# What you will do
In your copy of the entries, please include no pictures and return every word exactly.

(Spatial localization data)
--- START ---

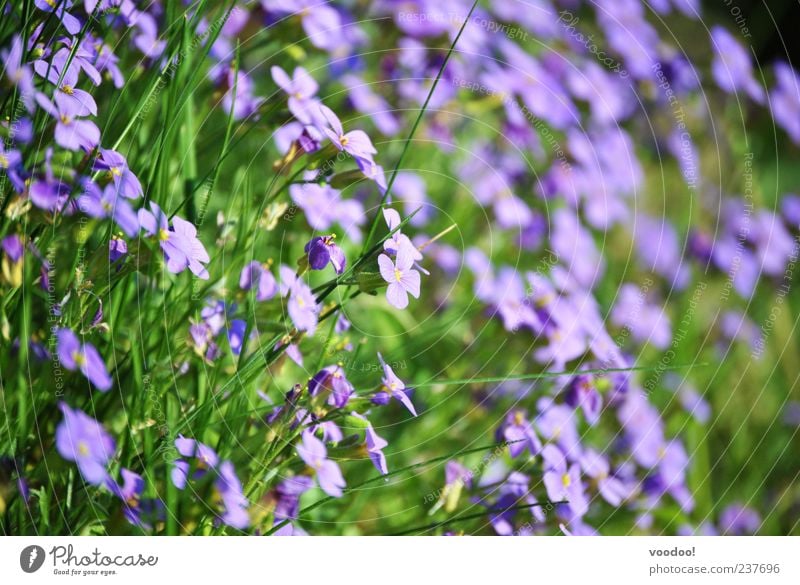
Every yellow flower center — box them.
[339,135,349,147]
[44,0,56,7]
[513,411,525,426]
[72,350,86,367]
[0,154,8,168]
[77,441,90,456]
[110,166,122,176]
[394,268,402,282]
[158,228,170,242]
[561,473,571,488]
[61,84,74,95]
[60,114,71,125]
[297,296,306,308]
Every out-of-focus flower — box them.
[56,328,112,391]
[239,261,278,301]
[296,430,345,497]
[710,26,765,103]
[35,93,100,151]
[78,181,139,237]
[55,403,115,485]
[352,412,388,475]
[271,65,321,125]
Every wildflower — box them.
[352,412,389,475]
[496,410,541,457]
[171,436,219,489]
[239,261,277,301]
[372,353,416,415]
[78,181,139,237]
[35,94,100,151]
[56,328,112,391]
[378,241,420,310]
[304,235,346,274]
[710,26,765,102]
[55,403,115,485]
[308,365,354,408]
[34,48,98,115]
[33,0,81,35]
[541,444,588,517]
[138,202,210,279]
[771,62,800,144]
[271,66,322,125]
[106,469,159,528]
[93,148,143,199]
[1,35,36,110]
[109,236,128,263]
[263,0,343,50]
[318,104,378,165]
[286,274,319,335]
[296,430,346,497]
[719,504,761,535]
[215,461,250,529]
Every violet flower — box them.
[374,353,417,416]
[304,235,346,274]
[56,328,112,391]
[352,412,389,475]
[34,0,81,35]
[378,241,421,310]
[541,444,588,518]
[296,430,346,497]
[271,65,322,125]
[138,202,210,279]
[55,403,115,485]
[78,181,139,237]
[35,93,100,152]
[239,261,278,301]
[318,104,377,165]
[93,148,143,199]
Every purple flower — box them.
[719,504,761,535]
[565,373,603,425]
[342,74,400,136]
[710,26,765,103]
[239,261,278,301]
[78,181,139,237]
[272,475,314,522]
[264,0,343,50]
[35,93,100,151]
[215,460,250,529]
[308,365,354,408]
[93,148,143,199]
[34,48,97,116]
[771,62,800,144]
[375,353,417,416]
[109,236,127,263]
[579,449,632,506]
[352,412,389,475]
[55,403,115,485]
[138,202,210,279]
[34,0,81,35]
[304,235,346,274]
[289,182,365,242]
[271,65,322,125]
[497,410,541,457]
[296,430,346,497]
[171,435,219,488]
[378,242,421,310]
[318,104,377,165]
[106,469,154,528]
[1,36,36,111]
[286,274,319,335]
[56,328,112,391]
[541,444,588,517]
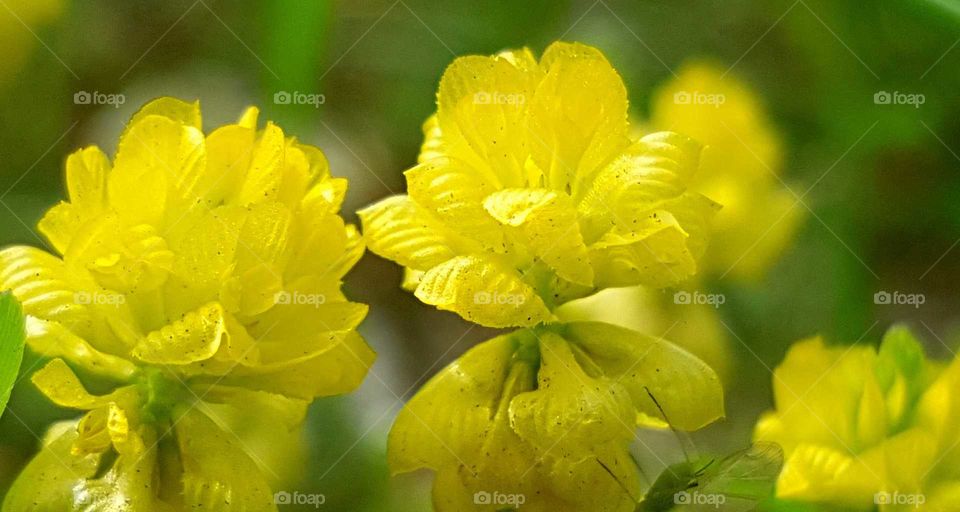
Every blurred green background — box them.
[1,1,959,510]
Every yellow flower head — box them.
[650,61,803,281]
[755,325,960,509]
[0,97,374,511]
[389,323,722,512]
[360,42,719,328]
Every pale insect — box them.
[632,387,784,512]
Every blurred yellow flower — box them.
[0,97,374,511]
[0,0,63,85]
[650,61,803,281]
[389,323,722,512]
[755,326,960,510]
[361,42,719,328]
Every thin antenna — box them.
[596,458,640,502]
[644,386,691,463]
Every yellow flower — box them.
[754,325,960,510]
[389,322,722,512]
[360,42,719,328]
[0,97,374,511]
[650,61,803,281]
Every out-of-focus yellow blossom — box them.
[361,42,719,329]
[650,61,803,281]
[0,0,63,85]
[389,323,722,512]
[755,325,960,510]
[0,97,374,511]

--- END ---

# Exercise solution
Every yellow flower center — box them.
[339,135,349,147]
[44,0,56,7]
[513,411,525,426]
[72,350,86,367]
[0,154,8,168]
[77,441,90,456]
[110,166,122,176]
[394,268,402,282]
[158,228,170,242]
[561,473,571,488]
[61,84,74,95]
[60,114,71,125]
[297,296,306,308]
Every out-of-focus flower — box them.
[56,328,112,391]
[239,261,278,301]
[296,430,345,497]
[710,26,765,103]
[35,93,100,151]
[78,181,139,237]
[55,403,115,485]
[352,412,388,475]
[271,65,321,125]
Every wildflower — box them.
[352,412,389,475]
[496,410,541,457]
[171,436,219,489]
[239,261,277,301]
[372,353,416,415]
[78,181,139,237]
[35,94,100,151]
[56,328,112,391]
[378,241,420,310]
[304,235,346,274]
[710,26,765,102]
[55,403,115,485]
[308,365,354,408]
[34,48,98,115]
[33,0,81,35]
[541,444,588,517]
[138,202,210,279]
[771,62,800,144]
[271,66,322,125]
[106,469,159,528]
[93,148,143,199]
[1,35,36,110]
[109,236,128,263]
[263,0,343,50]
[318,104,378,165]
[286,274,319,335]
[296,430,346,497]
[719,504,761,535]
[215,461,250,529]
Every violet flower — box them.
[374,353,417,416]
[304,235,346,274]
[56,328,112,391]
[352,412,389,475]
[34,0,81,35]
[378,241,421,310]
[541,444,588,518]
[296,430,346,497]
[271,65,322,125]
[138,202,210,279]
[55,403,115,485]
[78,181,139,237]
[35,93,100,152]
[239,261,278,301]
[318,104,377,165]
[93,148,143,199]
Every purple flower — box them.
[719,504,761,535]
[565,373,603,425]
[342,74,400,136]
[710,26,765,103]
[239,261,278,301]
[78,181,139,237]
[272,475,314,522]
[264,0,343,50]
[35,93,100,151]
[215,460,250,529]
[308,365,354,408]
[93,148,143,199]
[34,48,97,116]
[771,62,800,144]
[375,353,417,416]
[109,236,127,263]
[579,449,632,506]
[352,412,389,475]
[55,403,115,485]
[138,202,210,279]
[34,0,81,35]
[304,235,346,274]
[289,182,365,242]
[271,65,322,125]
[497,410,541,457]
[296,430,346,497]
[171,435,219,488]
[378,242,421,310]
[318,104,377,165]
[106,469,154,528]
[1,36,36,111]
[286,274,319,335]
[56,328,112,391]
[541,444,588,517]
Every blurred green background — box them.
[1,1,959,510]
Every yellow flower head — box them.
[650,61,803,281]
[755,325,960,509]
[0,97,374,511]
[389,323,722,512]
[360,42,719,328]
Every pale insect — box them.
[632,387,784,512]
Every blurred yellow flower — box them.
[0,97,374,511]
[0,0,63,85]
[650,61,803,281]
[389,323,722,512]
[755,326,960,510]
[361,42,719,328]
Every thin antenna — box them.
[596,458,640,502]
[644,386,691,463]
Every yellow flower — box them.
[754,325,960,510]
[389,322,722,512]
[360,42,719,328]
[0,97,374,511]
[650,61,803,281]
Every out-of-focus yellow blossom — box them.
[361,42,719,329]
[650,61,803,281]
[0,0,63,85]
[389,323,722,512]
[755,325,960,510]
[0,97,374,511]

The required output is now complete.